## Problem description
Make a verbatim transcription of the records, without the pictures.
(Input for this task Opens)
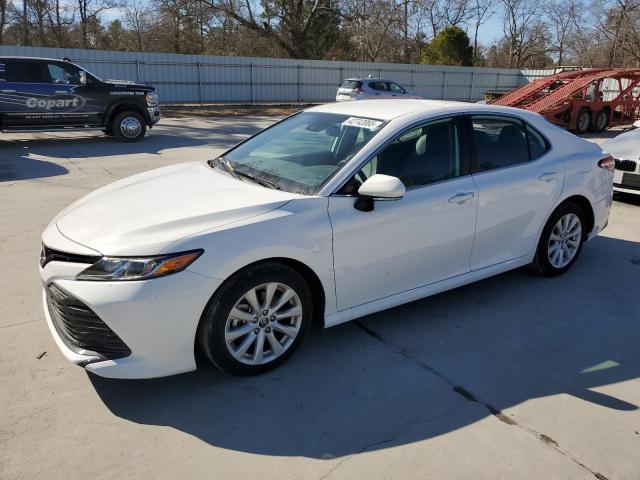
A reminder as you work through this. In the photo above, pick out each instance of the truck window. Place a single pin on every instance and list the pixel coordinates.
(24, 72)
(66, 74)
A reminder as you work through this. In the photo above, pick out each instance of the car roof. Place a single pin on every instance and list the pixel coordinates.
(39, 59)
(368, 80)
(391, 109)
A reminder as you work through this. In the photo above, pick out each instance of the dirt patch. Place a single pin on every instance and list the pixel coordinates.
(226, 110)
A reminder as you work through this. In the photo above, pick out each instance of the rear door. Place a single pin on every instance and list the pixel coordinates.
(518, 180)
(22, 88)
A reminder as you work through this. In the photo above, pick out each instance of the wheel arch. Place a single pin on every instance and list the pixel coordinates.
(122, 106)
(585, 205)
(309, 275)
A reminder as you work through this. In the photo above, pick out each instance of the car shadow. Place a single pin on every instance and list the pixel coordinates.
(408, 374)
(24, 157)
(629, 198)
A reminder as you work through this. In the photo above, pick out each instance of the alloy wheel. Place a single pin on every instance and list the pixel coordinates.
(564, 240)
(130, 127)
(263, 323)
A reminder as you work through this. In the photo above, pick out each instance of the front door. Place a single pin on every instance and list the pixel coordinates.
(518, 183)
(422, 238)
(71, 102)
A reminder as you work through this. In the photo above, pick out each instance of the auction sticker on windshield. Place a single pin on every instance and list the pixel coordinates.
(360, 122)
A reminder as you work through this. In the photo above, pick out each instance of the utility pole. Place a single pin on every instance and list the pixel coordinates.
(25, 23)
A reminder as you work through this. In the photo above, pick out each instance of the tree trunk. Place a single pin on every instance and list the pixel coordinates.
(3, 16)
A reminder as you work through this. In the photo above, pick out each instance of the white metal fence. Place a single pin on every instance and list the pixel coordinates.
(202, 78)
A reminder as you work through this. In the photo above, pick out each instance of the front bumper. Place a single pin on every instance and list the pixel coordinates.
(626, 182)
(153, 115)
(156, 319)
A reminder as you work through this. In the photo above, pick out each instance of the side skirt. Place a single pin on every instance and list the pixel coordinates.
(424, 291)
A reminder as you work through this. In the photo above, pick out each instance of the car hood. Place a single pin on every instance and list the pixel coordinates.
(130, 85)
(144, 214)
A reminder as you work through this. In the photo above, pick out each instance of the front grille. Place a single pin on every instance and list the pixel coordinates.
(Input for this task Closes)
## Exercise answer
A reminder as you work through this. In the photo above, pick out each instance of the truck window. Place a single pin on every instance and list the pixel coordinates.
(24, 72)
(66, 74)
A reminder as you work through this. In the photo above, pick out each instance of the car roof. Place a single pin on every instance and list the pixel coordinates.
(39, 59)
(368, 80)
(391, 109)
A reminder as you work through this. In the photo above, pick out each instance of the dirt patch. Place a single pin on every instance and list the pixel coordinates.
(226, 110)
A reminder as you work through this. In the photo above, pick out each instance of the rear door. Place a single pin on every instance and list the pixel coordinates.
(518, 180)
(22, 88)
A reminder as you work through this. In the photo above, pick out each instance of the wheel arch. Place a single pin on every instance and list the pixel coordinates.
(122, 106)
(585, 205)
(309, 275)
A reminder as you work through this. In the photo above, pick out each instance of the car shadow. Place a single pin on every instance and list the pixel coordinates.
(408, 374)
(24, 157)
(629, 198)
A reminder as you work through this. In the photo above, pick out each instance of the alloy wheel. Place a single pin on every instance and list the pixel coordinates.
(564, 240)
(130, 127)
(263, 323)
A reminder as you work through this. In the photo above, pick out each instance of the front door. Place a single pin on every instance and list the pixel coordinates.
(518, 183)
(422, 238)
(71, 102)
A reminder as you work through this. In the photo above, pick out each instance of the auction sticker on windshield. Place a single pin on every instance and list the pixel coordinates.
(360, 122)
A reminder as you work through this. In the photo above, pick out each instance of the utility pole. Place a single pin on every instance and list the pixel coordinates.
(25, 23)
A reminder as you work through this. In the photo above, pick out each instance of the tree trunk. Place a single pin on every instance and list the pixel coordinates.
(3, 16)
A reminder as you work through this. In the photo above, pick out each instance of the white metal fence. Place a single pin on every instance and list the pixel coordinates.
(202, 78)
A reminder as you work through this. In the photo above, pick out each instance of the front bumper. Place a single pin on every instance and list the pixel coordinates.
(626, 182)
(153, 115)
(156, 319)
A reminder as you work through this. In the photo above, pick out each instance of the side skirt. Place a single pin on every instance and list the pixel coordinates.
(424, 291)
A reminder as you work through this. In the photo above, pick out each instance of the car hood. Place a single pin on every instance and list the pixel coordinates.
(130, 85)
(144, 214)
A reminder as you work through this. In the photo above, pick out each instance of the front grille. Place a single pin on every instance and list the pixel coordinates.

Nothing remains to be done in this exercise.